_Directions_:
• 1. In the descriptions of Indian troops, what material are the massive longbows made from?
• 2. Extend the descriptions of Indian troop types past their final sentence.

--- start of Page ---

Hindus Patiyodha (Indian Longbowmen)

The Hindus tribes west of the Indus are famed for their use of massive longbows made from cane and strung with tough silken bowstrings. These bows allow them to launch arrows at a tremendous range, making their users essentially immune to enemy horse archers and projectiles. They wear no armor and rely simply on their skills with the large Indian sword to get them out of less certain melee encounters. These Indians can be the lynchpin of a proper 'wearing down' before a dedicated melee engagement, thinning the ranks that the more dedicated melee fighters will encounter.

Historically, the longbowmen of India were a famous and fearsome force, utilized by every effective army ever mobilized in the region - even Alexander the Great took advantage of their easy availability, receiving a number of them in the levy contingents from his newly acquired vassal kings. A century later, as the Baktrian Kings became more settled and grew into the roles of a "Raja," as opposed to a traditional Hellenic Basileos, such archers became a more regular component of their native levy - probably freeing most Hellenes from the lower orders of the psiloi, in order to concentrate them in their "national" phalanx. Even the archery-oriented Saka used them to augment their own foot archers, or to support their cavalry divisions, expanded as more and more cultivated land came under their power. Forunately for the Baktrians, Saka, and even the occassional non-regional power to invade India, longbowmen are a regular feature of the local military infrastructure, and easily accessable to anyone.

Sreni Pattya Yoddaha (Infantry Guild Warriors)

Self regulating professional guilds, called ‘Sreni’ formed an important part of the social fabric of the Indian sub-continent in the 3rd century B.C. Some of these were guilds of war-craft, and their members dedicated their lifetime to the art of war, conducting their affairs according to a strict code of ethics.

These infantry are equipped with the best that money can buy. For defense, they wear armour of iron and brass scales over a quilted cotton cuirass, with additional protection for the arms, legs and shoulders. For offense, they carry a large ‘sword-axe’ made of high quality iron from the mines of Magadha. At this point in history, the metal-craft of Magadha was well in advance of anything in the Mediterranean and so the equipment was of very high quality.

Heavily armoured, steeped in a warrior tradition and bound by a professional code of warrior ethics, these troops can be relied on to hold the battle line in the most trying of circumstances.

--- end of Page ---
--- start of Raw records ---

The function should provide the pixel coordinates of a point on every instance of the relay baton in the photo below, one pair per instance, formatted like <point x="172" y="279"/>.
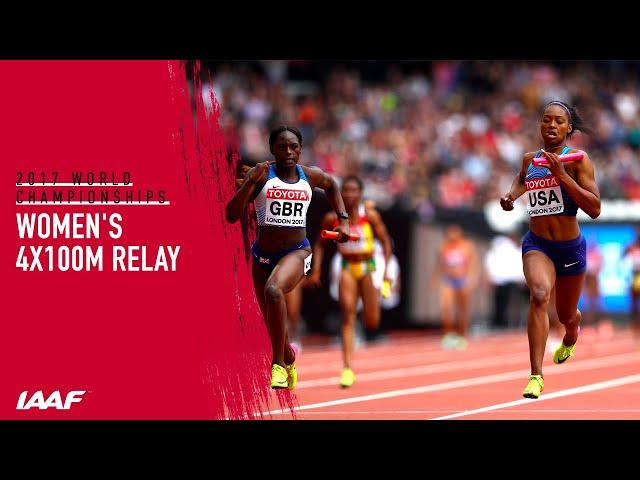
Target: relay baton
<point x="331" y="235"/>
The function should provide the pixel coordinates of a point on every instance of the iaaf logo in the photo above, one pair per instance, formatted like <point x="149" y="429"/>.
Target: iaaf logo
<point x="54" y="400"/>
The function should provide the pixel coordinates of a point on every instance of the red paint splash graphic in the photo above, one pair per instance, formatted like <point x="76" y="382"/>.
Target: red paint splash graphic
<point x="236" y="362"/>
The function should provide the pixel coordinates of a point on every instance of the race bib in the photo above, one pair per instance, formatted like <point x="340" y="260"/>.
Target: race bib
<point x="544" y="196"/>
<point x="286" y="207"/>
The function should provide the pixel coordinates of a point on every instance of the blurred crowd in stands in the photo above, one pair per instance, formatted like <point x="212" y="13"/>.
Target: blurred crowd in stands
<point x="443" y="134"/>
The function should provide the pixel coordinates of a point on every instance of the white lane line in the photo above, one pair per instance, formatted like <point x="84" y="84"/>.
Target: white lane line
<point x="616" y="382"/>
<point x="423" y="412"/>
<point x="309" y="368"/>
<point x="452" y="366"/>
<point x="468" y="382"/>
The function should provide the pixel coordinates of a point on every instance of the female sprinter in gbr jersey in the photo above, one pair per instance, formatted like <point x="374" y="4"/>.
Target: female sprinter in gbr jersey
<point x="282" y="253"/>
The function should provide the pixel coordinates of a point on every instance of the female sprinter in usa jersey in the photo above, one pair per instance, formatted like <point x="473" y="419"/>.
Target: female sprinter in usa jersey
<point x="554" y="251"/>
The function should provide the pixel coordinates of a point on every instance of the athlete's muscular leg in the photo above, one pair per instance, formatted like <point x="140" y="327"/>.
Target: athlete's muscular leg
<point x="568" y="291"/>
<point x="540" y="275"/>
<point x="348" y="294"/>
<point x="283" y="279"/>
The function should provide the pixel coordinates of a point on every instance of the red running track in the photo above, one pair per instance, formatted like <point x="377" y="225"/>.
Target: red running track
<point x="410" y="377"/>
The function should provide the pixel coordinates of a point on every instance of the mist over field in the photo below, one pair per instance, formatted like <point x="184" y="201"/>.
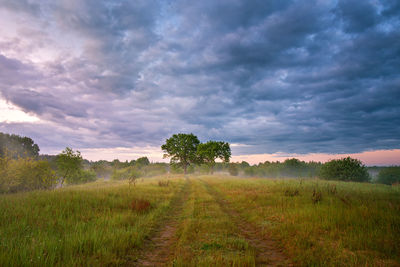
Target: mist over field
<point x="293" y="78"/>
<point x="200" y="133"/>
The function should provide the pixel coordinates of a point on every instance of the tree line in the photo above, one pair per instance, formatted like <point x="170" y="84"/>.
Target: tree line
<point x="23" y="169"/>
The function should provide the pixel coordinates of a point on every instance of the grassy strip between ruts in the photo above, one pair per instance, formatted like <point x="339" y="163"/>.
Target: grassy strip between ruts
<point x="353" y="224"/>
<point x="91" y="224"/>
<point x="207" y="236"/>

--- end of Raw records ---

_Response list_:
• 1. Cane.

• 2.
Historically, most of what we know of ancient Indian armies comes from Kautilya’s ‘Arthashastra’ (a manual on statecraft) and sparse depictions in Buddhist art (notably at Barhut and Ajanta). Kautilya makes it clear that troops from the ‘Sreni’ formed an integral part of the royal army and were trusted second only to the king’s own standing army. Scattered references from our sources also indicate that professional mercenary companies from India were in regular employment, fighting for and against the Achaemenids, and later for and against Alexander and his successors.

Elephantes Indikoi (Indian Elephants)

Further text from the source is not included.